Stored data
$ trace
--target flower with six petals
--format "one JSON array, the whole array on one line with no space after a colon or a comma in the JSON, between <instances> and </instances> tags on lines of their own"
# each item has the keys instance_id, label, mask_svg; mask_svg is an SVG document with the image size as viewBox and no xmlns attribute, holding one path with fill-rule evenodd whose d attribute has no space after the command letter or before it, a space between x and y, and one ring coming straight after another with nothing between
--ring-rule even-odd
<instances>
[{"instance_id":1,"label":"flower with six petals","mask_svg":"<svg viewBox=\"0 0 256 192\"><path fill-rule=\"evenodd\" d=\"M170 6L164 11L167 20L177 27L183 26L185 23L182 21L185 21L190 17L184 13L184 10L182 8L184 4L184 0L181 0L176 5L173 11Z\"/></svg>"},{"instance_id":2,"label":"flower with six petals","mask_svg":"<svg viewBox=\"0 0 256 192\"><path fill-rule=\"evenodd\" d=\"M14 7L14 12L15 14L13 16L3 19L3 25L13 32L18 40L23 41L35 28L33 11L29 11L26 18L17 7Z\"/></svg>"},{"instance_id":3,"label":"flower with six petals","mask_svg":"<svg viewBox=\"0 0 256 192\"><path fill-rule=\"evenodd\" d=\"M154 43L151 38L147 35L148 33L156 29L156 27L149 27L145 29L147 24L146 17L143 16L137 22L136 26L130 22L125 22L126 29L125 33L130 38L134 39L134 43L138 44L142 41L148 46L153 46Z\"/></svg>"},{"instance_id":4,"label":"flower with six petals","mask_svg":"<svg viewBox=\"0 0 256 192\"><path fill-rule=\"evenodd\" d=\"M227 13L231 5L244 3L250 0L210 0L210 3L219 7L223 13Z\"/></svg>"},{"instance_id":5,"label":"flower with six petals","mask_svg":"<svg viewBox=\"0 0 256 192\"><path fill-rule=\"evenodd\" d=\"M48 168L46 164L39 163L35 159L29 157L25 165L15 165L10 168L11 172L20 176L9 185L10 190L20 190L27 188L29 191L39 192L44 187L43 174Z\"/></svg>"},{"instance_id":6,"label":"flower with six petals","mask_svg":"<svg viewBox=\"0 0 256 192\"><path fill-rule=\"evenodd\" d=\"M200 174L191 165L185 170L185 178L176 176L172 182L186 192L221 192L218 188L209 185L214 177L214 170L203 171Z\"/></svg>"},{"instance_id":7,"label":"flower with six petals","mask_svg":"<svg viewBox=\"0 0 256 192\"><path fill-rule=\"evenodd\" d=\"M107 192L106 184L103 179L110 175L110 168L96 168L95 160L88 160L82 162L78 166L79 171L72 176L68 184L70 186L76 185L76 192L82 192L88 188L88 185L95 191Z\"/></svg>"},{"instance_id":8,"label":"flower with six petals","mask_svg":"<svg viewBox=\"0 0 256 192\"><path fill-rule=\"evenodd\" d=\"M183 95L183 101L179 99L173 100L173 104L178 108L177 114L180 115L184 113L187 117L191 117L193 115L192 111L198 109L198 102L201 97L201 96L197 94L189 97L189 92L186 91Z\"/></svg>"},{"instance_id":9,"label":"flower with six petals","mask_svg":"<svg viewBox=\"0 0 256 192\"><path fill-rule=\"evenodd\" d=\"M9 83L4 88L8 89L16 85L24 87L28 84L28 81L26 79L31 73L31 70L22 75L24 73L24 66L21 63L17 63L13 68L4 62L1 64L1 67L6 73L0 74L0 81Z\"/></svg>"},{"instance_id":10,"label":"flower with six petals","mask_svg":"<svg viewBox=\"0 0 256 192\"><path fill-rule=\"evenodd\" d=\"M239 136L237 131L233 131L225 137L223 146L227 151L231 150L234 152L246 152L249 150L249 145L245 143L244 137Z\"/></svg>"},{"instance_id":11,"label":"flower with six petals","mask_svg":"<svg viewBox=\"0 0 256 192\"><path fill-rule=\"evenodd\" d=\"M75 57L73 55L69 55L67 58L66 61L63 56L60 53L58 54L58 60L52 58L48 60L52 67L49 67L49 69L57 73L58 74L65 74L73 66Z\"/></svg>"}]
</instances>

Requirement
Copy the entries above word for word, keeping every line and character unchanged.

Complete output
$ trace
--target flower with six petals
--format "one JSON array, the whole array on one line with no space after a colon or a comma in the JSON, between <instances> and </instances> tags on lines of their own"
# each item has the keys instance_id, label, mask_svg; mask_svg is an SVG document with the image size as viewBox and no xmlns attribute, holding one path with fill-rule evenodd whose d attribute has no space after the command letter or before it, a space between x and y, and one ring coming straight after another with nothing between
--ring-rule even-odd
<instances>
[{"instance_id":1,"label":"flower with six petals","mask_svg":"<svg viewBox=\"0 0 256 192\"><path fill-rule=\"evenodd\" d=\"M170 6L164 11L167 20L177 27L183 26L185 23L182 21L185 21L190 17L184 13L184 10L182 8L184 4L184 0L181 0L176 5L173 11Z\"/></svg>"},{"instance_id":2,"label":"flower with six petals","mask_svg":"<svg viewBox=\"0 0 256 192\"><path fill-rule=\"evenodd\" d=\"M14 7L14 12L15 14L13 16L3 19L3 25L13 32L18 40L23 41L35 28L33 11L29 11L26 18L17 7Z\"/></svg>"},{"instance_id":3,"label":"flower with six petals","mask_svg":"<svg viewBox=\"0 0 256 192\"><path fill-rule=\"evenodd\" d=\"M154 43L151 38L147 35L148 33L156 29L156 27L149 27L145 29L147 24L146 17L143 16L137 22L136 26L130 22L125 22L126 29L125 33L130 38L134 39L134 43L138 44L142 41L148 46L153 46Z\"/></svg>"},{"instance_id":4,"label":"flower with six petals","mask_svg":"<svg viewBox=\"0 0 256 192\"><path fill-rule=\"evenodd\" d=\"M227 13L231 5L244 3L250 0L210 0L210 3L219 7L223 13Z\"/></svg>"},{"instance_id":5,"label":"flower with six petals","mask_svg":"<svg viewBox=\"0 0 256 192\"><path fill-rule=\"evenodd\" d=\"M48 168L46 164L39 163L35 159L29 157L25 165L15 165L10 168L11 172L20 176L9 185L10 190L20 190L27 188L29 191L39 192L44 187L43 174Z\"/></svg>"},{"instance_id":6,"label":"flower with six petals","mask_svg":"<svg viewBox=\"0 0 256 192\"><path fill-rule=\"evenodd\" d=\"M200 174L191 165L185 170L185 178L176 176L172 182L186 192L221 192L218 188L209 185L214 177L214 170L203 171Z\"/></svg>"},{"instance_id":7,"label":"flower with six petals","mask_svg":"<svg viewBox=\"0 0 256 192\"><path fill-rule=\"evenodd\" d=\"M107 192L106 184L103 179L110 175L110 168L96 168L95 160L88 160L82 162L78 166L79 171L72 176L68 184L70 186L76 185L76 192L82 192L88 188L88 185L95 191Z\"/></svg>"},{"instance_id":8,"label":"flower with six petals","mask_svg":"<svg viewBox=\"0 0 256 192\"><path fill-rule=\"evenodd\" d=\"M183 95L183 101L179 99L173 100L173 104L178 108L177 114L180 115L184 113L187 117L191 117L193 115L192 111L198 109L198 102L201 97L201 96L197 94L189 97L189 92L186 91Z\"/></svg>"},{"instance_id":9,"label":"flower with six petals","mask_svg":"<svg viewBox=\"0 0 256 192\"><path fill-rule=\"evenodd\" d=\"M9 83L4 88L8 89L16 85L24 87L28 84L28 81L26 79L31 73L31 70L22 75L24 73L24 66L21 63L17 63L13 68L4 62L1 64L1 67L6 73L0 74L0 81Z\"/></svg>"},{"instance_id":10,"label":"flower with six petals","mask_svg":"<svg viewBox=\"0 0 256 192\"><path fill-rule=\"evenodd\" d=\"M239 136L237 131L233 131L225 137L223 146L227 151L231 150L234 152L246 152L249 150L249 145L245 143L244 137Z\"/></svg>"},{"instance_id":11,"label":"flower with six petals","mask_svg":"<svg viewBox=\"0 0 256 192\"><path fill-rule=\"evenodd\" d=\"M75 57L73 55L69 55L67 58L66 61L63 56L60 53L58 54L58 60L52 58L48 60L52 67L49 67L49 69L57 73L58 74L65 74L73 66Z\"/></svg>"}]
</instances>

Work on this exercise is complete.